» SHORT TASK: Count the lines in the listing below that contain the string "branch", matching case exactly, and reply with the number only.

» EXCERPTED DATA:

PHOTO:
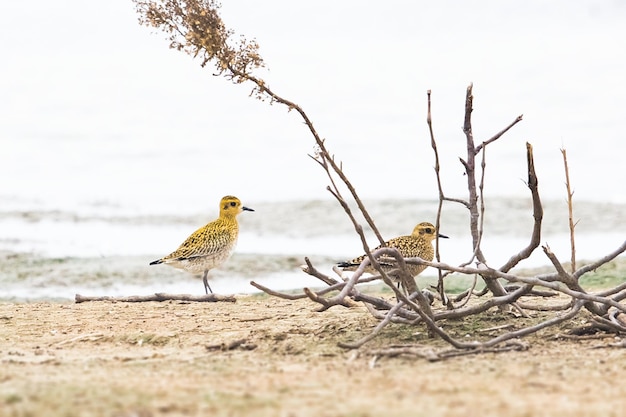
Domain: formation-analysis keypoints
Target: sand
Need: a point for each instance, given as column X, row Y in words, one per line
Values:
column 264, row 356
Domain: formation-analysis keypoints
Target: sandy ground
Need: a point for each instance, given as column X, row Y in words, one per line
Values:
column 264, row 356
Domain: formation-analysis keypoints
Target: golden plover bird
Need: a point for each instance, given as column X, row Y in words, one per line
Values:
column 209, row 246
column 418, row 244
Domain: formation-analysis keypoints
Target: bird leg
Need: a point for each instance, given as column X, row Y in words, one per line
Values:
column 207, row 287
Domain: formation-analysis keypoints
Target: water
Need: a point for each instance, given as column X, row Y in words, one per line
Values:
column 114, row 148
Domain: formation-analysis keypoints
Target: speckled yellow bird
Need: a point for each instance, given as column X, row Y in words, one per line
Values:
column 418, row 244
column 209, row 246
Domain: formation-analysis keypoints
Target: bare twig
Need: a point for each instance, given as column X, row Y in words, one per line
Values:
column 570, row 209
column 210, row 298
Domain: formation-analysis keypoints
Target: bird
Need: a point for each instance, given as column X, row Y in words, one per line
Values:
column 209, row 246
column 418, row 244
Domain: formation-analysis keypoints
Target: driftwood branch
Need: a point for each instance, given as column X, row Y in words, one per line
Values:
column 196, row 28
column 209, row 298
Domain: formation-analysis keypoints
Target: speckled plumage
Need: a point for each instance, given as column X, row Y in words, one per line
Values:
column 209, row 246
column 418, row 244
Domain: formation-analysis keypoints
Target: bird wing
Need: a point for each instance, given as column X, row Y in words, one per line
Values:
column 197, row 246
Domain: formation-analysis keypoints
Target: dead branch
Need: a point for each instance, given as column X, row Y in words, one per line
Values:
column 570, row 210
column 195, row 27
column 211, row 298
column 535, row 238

--

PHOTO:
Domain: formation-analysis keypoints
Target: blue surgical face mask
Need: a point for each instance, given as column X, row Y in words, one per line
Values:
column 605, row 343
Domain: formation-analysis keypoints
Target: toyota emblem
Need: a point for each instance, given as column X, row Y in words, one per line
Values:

==

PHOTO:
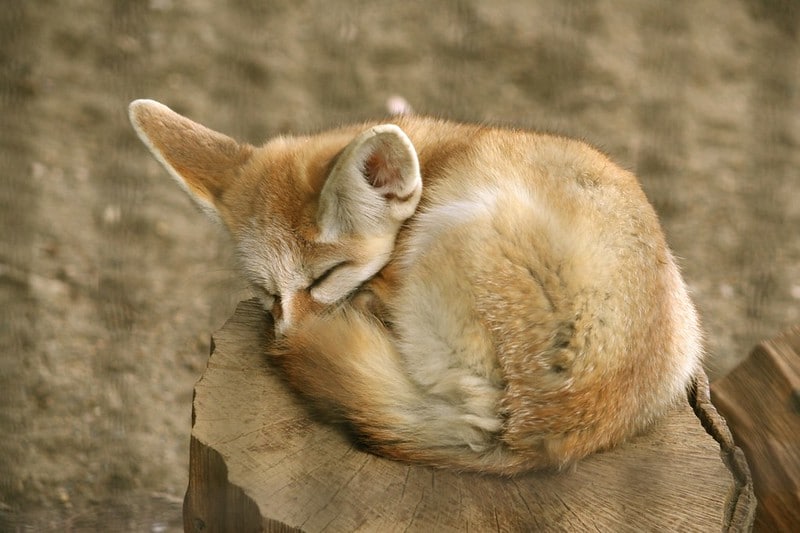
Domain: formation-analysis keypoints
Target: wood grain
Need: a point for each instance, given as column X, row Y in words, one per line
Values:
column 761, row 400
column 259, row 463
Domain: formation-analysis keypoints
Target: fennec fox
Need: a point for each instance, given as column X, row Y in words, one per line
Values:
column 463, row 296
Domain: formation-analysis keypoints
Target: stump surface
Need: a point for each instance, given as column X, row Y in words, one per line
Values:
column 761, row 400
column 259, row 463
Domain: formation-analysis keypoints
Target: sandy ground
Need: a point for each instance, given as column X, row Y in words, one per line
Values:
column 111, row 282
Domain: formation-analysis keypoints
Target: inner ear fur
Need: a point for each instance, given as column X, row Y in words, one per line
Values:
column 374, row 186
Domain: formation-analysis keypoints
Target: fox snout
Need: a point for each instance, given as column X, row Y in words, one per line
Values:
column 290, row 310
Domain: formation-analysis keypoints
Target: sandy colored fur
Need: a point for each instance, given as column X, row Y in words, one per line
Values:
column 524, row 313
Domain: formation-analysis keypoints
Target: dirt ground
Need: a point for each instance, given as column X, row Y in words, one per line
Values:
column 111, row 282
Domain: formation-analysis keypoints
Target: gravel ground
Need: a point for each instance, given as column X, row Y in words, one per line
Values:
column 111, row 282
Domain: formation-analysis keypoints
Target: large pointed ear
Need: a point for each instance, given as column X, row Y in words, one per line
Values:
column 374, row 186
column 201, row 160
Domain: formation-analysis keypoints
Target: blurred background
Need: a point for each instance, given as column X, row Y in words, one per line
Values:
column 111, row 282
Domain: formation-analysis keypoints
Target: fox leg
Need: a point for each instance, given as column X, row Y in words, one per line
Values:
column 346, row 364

» COMPLETED EXERCISE: 2